* start *

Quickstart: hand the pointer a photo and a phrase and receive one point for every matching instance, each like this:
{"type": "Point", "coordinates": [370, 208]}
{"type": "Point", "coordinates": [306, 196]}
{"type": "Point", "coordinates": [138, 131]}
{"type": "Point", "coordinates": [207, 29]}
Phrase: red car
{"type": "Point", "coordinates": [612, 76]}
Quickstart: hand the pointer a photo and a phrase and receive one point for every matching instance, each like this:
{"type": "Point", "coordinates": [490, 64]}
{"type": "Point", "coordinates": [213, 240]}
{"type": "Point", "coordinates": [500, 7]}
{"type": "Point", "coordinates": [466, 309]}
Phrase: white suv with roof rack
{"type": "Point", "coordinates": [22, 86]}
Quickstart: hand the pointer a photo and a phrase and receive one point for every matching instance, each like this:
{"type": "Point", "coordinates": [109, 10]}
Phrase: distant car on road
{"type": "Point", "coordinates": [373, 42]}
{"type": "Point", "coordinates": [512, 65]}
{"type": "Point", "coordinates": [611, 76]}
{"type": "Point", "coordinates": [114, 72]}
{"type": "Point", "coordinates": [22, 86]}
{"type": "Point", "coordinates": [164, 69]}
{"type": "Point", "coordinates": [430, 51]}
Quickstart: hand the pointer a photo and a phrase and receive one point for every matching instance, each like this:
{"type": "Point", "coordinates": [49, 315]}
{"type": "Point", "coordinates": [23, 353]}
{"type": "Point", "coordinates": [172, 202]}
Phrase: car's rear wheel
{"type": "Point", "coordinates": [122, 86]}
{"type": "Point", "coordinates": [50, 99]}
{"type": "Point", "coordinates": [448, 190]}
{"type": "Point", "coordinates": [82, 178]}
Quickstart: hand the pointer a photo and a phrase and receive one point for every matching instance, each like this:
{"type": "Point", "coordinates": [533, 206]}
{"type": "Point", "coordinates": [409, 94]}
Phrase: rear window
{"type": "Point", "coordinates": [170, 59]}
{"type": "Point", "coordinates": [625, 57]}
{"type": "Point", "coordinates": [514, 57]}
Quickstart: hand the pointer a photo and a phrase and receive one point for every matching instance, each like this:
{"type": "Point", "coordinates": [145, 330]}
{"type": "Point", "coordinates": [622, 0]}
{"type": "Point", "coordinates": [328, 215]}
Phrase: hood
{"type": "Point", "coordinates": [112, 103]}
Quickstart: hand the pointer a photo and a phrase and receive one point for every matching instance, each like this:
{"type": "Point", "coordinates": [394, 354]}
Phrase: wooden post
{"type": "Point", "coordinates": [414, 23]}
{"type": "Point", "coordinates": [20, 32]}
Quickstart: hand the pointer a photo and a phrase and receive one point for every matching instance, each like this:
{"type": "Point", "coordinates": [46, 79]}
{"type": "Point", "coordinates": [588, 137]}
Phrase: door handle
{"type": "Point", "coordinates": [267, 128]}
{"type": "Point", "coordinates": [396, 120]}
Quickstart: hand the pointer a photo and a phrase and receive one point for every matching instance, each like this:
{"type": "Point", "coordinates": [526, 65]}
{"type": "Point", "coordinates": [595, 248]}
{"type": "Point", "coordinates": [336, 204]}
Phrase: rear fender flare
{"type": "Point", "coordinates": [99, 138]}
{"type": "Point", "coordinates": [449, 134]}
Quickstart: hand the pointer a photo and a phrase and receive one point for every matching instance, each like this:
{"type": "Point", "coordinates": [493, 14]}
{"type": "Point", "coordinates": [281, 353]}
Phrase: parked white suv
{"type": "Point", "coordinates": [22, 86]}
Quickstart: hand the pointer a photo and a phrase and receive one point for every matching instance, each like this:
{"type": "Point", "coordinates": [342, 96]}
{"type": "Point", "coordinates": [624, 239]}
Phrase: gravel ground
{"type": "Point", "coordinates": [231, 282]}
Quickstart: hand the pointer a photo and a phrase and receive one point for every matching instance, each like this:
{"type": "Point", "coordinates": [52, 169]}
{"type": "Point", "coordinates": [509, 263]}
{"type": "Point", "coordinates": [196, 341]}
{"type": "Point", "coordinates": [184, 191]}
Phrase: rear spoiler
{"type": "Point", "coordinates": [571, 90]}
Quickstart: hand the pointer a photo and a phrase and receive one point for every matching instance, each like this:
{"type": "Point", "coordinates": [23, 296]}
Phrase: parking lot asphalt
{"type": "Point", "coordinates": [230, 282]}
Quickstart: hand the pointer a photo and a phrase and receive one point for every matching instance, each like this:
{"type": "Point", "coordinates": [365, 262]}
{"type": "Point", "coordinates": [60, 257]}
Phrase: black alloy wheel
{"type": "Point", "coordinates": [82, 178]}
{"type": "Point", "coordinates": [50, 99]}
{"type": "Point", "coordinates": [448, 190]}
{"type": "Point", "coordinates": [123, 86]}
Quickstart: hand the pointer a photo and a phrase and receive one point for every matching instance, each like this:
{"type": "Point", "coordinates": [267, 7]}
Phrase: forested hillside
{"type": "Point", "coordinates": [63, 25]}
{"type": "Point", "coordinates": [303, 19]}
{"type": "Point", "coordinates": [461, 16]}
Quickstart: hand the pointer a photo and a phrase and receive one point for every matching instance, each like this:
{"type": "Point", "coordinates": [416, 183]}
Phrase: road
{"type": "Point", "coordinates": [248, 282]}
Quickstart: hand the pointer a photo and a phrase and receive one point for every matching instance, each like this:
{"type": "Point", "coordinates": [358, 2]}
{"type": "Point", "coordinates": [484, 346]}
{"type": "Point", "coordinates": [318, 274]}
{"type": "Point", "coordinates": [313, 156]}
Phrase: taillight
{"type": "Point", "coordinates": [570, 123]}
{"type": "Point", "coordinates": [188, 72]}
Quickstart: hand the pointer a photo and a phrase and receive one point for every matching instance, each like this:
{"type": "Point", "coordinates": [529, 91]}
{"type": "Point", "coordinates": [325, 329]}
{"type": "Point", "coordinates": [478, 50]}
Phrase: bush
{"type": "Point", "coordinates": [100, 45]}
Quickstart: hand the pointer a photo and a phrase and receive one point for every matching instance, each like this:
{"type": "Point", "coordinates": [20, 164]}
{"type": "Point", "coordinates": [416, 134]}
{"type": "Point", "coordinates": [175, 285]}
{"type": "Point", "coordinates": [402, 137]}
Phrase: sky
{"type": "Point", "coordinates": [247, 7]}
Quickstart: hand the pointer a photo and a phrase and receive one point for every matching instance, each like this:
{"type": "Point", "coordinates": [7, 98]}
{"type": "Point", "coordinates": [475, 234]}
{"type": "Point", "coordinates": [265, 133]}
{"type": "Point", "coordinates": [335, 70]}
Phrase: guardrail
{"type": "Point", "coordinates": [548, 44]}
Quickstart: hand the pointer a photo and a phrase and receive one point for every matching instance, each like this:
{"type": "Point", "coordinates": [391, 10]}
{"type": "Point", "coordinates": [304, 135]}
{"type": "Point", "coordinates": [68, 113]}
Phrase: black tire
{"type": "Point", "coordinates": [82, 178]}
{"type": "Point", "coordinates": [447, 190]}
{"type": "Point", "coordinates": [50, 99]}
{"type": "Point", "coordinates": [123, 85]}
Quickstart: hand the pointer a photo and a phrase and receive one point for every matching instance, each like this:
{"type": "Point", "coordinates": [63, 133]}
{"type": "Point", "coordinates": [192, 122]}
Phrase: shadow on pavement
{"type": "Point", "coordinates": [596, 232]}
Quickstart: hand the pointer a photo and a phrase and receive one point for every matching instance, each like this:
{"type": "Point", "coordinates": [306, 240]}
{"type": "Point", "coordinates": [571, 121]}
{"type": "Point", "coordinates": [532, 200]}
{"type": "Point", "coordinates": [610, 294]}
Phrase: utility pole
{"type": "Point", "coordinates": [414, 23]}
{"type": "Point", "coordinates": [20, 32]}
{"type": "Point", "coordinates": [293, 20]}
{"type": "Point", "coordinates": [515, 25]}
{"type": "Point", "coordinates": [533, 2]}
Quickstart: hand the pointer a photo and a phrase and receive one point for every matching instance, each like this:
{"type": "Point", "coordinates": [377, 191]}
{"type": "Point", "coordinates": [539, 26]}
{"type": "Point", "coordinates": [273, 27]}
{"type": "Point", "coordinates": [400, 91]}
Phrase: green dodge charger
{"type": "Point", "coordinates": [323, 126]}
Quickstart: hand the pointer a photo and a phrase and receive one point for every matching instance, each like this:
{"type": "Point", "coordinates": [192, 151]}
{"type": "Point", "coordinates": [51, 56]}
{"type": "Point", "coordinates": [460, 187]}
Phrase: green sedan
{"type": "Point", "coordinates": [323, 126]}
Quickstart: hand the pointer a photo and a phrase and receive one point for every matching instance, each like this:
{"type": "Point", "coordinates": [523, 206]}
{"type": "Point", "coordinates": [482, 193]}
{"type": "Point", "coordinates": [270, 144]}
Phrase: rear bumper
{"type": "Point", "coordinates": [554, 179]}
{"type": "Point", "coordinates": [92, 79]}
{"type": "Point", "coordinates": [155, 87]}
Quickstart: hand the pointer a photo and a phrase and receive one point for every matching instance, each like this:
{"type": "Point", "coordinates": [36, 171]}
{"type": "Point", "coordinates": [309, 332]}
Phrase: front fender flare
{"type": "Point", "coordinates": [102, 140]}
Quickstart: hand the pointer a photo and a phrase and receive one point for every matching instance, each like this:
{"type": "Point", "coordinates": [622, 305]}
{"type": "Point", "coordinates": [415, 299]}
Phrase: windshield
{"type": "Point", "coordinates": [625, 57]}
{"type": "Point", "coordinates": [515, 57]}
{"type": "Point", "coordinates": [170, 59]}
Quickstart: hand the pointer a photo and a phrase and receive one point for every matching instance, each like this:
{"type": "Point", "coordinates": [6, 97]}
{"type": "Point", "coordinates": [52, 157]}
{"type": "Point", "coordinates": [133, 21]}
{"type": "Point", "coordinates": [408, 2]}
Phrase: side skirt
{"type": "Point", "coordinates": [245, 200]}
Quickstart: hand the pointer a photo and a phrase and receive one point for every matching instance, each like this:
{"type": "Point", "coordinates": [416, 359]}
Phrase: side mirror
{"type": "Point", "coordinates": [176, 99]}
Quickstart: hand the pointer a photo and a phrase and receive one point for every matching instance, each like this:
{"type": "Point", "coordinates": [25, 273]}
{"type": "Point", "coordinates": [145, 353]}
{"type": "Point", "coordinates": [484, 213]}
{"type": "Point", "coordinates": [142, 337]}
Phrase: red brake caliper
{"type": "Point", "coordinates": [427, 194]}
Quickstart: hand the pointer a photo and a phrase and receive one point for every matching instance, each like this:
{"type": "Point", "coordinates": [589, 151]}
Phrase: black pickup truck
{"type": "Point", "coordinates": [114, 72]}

* end *

Please return every line of the records above that contains the word "fender", matching case exactly.

RESULT OF THIS TASK:
Phrase: rear fender flare
Phrase: front fender flare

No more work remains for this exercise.